■ Task
Transcribe the whole listing precisely, leaving nothing out.

■ Records supplied
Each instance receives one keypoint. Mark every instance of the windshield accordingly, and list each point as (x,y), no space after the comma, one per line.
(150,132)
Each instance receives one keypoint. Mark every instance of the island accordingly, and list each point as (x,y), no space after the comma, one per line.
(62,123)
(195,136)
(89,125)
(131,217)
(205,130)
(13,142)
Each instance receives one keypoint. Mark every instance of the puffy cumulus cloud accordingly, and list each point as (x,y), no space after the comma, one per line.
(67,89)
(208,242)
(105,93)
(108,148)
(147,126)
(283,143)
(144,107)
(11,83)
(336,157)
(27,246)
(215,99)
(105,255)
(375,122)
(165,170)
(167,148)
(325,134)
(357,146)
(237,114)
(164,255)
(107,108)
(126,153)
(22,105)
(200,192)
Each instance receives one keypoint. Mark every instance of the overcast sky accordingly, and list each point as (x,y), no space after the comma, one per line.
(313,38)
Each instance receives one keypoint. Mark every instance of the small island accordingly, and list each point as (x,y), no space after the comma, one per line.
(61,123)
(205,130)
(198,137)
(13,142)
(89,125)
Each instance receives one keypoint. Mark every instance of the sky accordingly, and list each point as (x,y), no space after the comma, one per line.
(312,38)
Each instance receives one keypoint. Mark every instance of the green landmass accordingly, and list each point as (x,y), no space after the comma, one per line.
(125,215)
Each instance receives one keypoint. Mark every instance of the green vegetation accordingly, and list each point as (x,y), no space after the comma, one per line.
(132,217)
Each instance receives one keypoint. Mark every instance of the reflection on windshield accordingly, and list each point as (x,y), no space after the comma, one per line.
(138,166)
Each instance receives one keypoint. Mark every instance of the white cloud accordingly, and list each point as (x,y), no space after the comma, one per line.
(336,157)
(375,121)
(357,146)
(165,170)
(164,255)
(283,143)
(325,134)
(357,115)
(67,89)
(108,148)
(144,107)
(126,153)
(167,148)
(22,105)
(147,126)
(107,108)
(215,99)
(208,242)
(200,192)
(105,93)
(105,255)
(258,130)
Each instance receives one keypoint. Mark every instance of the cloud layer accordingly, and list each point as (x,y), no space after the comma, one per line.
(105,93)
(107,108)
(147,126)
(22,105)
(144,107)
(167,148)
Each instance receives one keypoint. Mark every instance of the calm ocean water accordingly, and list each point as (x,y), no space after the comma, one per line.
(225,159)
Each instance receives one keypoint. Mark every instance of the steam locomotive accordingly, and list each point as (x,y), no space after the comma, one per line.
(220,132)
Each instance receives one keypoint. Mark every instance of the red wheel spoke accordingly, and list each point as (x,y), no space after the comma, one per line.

■ Answer box
Each instance receives one keypoint. Mark every instance of the windshield accordingly, and list each point as (x,y), no space after the comma, one per line.
(150,132)
Each instance receives one keypoint. Mark every instance of the island accordingly, and list each point as (x,y), no space after the comma, one per line.
(62,123)
(195,136)
(89,125)
(131,217)
(205,130)
(13,142)
Each instance receives one keypoint. Mark every instance of the puffy cumulus cloud accordingly, and list each point as (x,y), no space after the comma, one per line.
(67,89)
(208,242)
(105,93)
(108,148)
(147,126)
(283,143)
(144,107)
(11,83)
(336,157)
(27,246)
(215,99)
(105,255)
(375,122)
(165,170)
(167,148)
(325,134)
(357,146)
(237,114)
(164,255)
(107,108)
(126,153)
(22,105)
(200,192)
Each instance receives one keypoint. Mark every instance of the overcast sky accordingly, and list each point as (x,y), no space after the comma, one per line.
(313,38)
Each instance receives one keypoint. Mark every instance of the small island accordingly, and list each point as (x,y), no space after the comma, one per line.
(61,123)
(205,130)
(198,137)
(13,142)
(89,125)
Each instance receives one keypoint. Mark every instance of the sky accordingly, and list each point as (x,y), no space after the comma, one per line.
(312,38)
Each instance receives one keypoint. Mark every instance of the green landmass accordingly, and list each point as (x,y), no space after the comma, one per line.
(125,215)
Each instance receives one keypoint. Mark every instance of the green vegetation accordingly, and list each point as (x,y), no space after the comma, one per line.
(132,217)
Each instance receives one keypoint. Mark every instance of the reflection on windshield accordingly, and list each point as (x,y), no space after the comma, one per line.
(138,166)
Each instance receives one keypoint. Mark every instance of the white cloud accordingly, and list each point as (x,y), no space after the comma, one per line.
(336,157)
(375,121)
(357,146)
(165,170)
(164,255)
(283,143)
(325,134)
(357,115)
(67,89)
(108,148)
(144,107)
(126,153)
(167,148)
(22,105)
(147,126)
(107,108)
(215,99)
(208,242)
(200,192)
(105,93)
(105,255)
(258,130)
Each instance receives one keypoint. Mark every instance of the cloud layer accordingly, and list each point as (x,y), no space after the comma, one per line.
(105,93)
(107,108)
(147,126)
(22,105)
(144,107)
(167,148)
Each instance receives one keypoint. Mark every instance of the calm ocean water accordingly, and list each point as (x,y), no space after the comma, one per line.
(225,159)
Each instance receives one keypoint. Mark every instance of the steam locomotive accordingly, and list each point as (x,y), no space after the comma, one per line.
(220,132)
Each instance receives one keypoint. Mark every instance of the red wheel spoke accordingly, and list each point as (x,y), no space after the comma, one per line.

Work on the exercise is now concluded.